# zetor drum mowers



## grassfed (Jan 25, 2011)

would like to hear from someone running a zetor drum mower.could someone tell me if the ccm and the zetor are the same drum mower.the zetor comes with a three year warr.and zetor dealer said parts not a problem.does anybody not tedder after mowing with a drum mower i have a v rake dont want to buy another rake.


----------



## kyfred (Dec 23, 2009)

I think you will find with a drum mower you will have to ted probably. The first drum mower dad had was a Dutz-Farr. Good mower it was on a 4000 ford the old blue and gray and crown vetch or down hay, mouse nests it would mow and not plug. The only thing was it laid the hay down in like a 3ft swath and if the hay was heavy wouldn't hardly cure. That was close to 35yrs ago. We have a bigger Krone mower and we use a tedder to speed things up. I depending on where you are and the type of hay you have find that a tedder will help you save hay if it gets rained on. You can do it without a tedder but a tedder will help. Back to the mower I saw the CCM mower at the Farm Machinery Show in Louisville last year and to me it looked just like the mower dad used to have. Just a different color. It should mow good for you it will still make a narrow swath of hay but it will mow. I looked at the Zetor website and if you look you will see the narrow swath the mower leaves behind. The mower looks the same to me. I would say either drum mower will mow good for you.

### Recorded data
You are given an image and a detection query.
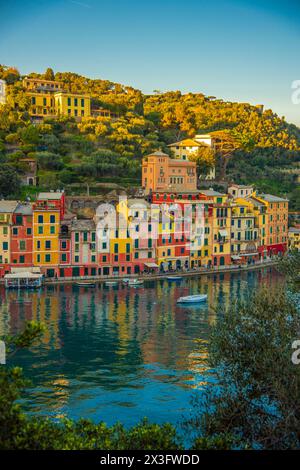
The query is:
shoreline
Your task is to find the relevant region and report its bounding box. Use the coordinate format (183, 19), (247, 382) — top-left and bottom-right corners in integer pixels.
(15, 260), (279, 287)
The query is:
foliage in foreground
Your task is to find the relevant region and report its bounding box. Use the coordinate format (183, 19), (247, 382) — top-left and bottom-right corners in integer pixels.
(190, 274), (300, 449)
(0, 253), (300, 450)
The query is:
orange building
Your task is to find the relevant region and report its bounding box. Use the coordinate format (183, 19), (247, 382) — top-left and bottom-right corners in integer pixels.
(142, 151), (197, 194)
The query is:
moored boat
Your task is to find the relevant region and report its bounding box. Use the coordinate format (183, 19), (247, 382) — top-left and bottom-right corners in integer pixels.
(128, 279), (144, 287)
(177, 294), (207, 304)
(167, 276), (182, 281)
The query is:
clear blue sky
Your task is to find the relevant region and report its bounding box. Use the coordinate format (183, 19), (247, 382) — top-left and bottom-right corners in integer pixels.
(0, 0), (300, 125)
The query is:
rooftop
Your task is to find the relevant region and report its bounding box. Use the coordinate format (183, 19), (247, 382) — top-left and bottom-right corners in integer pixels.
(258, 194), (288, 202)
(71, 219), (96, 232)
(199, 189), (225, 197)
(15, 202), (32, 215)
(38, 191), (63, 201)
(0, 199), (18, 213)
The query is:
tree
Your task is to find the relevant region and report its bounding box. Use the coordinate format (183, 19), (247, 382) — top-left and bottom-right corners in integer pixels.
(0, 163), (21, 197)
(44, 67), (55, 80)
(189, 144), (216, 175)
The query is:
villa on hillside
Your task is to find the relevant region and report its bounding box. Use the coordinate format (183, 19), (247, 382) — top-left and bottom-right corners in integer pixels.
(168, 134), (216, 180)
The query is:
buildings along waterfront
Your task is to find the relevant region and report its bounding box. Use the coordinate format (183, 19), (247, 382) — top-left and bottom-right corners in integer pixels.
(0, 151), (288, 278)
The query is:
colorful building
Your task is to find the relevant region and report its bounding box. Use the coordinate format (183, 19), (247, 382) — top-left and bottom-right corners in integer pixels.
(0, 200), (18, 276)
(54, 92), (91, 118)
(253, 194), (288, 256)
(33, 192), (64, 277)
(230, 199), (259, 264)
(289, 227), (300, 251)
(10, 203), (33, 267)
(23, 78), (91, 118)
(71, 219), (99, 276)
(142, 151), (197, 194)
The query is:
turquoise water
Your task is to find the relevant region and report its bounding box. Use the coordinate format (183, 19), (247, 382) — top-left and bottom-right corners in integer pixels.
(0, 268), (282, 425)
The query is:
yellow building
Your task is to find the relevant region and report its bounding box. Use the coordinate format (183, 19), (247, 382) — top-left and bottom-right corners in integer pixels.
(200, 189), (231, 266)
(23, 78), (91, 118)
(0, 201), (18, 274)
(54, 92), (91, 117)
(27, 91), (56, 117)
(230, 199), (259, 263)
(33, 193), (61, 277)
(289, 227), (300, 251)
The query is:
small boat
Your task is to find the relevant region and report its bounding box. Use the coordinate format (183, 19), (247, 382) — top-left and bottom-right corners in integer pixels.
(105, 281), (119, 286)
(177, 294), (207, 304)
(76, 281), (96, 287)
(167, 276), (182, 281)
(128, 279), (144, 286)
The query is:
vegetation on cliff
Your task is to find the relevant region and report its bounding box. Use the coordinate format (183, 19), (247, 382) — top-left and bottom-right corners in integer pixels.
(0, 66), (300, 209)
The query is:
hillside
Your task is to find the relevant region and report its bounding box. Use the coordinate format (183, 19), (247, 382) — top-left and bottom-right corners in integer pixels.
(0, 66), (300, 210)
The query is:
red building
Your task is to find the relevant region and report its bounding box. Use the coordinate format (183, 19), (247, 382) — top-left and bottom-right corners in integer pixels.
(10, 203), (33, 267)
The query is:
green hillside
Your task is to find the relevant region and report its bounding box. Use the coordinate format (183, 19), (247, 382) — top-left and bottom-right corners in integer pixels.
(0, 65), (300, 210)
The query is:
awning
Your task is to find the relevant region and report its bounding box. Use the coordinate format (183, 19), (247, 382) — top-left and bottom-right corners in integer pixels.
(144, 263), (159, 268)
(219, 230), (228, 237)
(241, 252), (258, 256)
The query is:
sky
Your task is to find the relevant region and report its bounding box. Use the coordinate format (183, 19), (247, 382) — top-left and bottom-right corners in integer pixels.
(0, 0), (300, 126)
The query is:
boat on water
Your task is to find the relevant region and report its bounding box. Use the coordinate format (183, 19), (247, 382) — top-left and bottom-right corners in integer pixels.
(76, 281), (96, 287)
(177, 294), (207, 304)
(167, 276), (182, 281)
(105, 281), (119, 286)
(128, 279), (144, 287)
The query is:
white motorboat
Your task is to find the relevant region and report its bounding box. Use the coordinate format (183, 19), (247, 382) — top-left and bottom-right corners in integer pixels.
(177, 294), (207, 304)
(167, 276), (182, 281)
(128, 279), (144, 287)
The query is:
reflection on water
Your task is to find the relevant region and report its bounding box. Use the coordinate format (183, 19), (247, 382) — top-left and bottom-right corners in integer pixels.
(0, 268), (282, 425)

### Stated task A
Answer these from the drum mower thread:
(i) How long is the warranty that comes with the Zetor mower?
(ii) What make was the first drum mower dad had?
(iii) Where did kyfred see the CCM mower?
### Stated task B
Rewrite the paragraph in the drum mower thread that begins "I think you will find with a drum mower" as a short bulleted list that keeps its main facts.
### Stated task C
From the drum mower thread, output the passage that begins at the words "## grassfed (Jan" and stops after "(Dec 23, 2009)".
The entries aren't needed for what comes next.

### Response A
(i) Three years.
(ii) A Dutz-Farr.
(iii) At the Farm Machinery Show in Louisville.

### Response B
- A drum mower will probably require tedding.
- Dad's first drum mower was a Dutz-Farr on an old blue-and-gray 4000 Ford. It mowed crown vetch, down hay and mouse nests without plugging.
- That mower laid hay in a swath about 3 ft wide, so heavy hay hardly cured. This was about 35 years ago.
- They now run a bigger Krone mower and use a tedder to speed drying.
- Depending on location and hay type, a tedder helps save hay that gets rained on. It isn't required, but it helps.
- The CCM mower seen at the Farm Machinery Show in Louisville looked like dad's old mower in a different color.
- The Zetor website shows the same narrow swath, and the Zetor looks the same.
- Either drum mower should mow well but will leave a narrow swath.

### Response C
## grassfed (Jan 25, 2011)

would like to hear from someone running a zetor drum mower.could someone tell me if the ccm and the zetor are the same drum mower.the zetor comes with a three year warr.and zetor dealer said parts not a problem.does anybody not tedder after mowing with a drum mower i have a v rake dont want to buy another rake.


----------



## kyfred (Dec 23, 2009)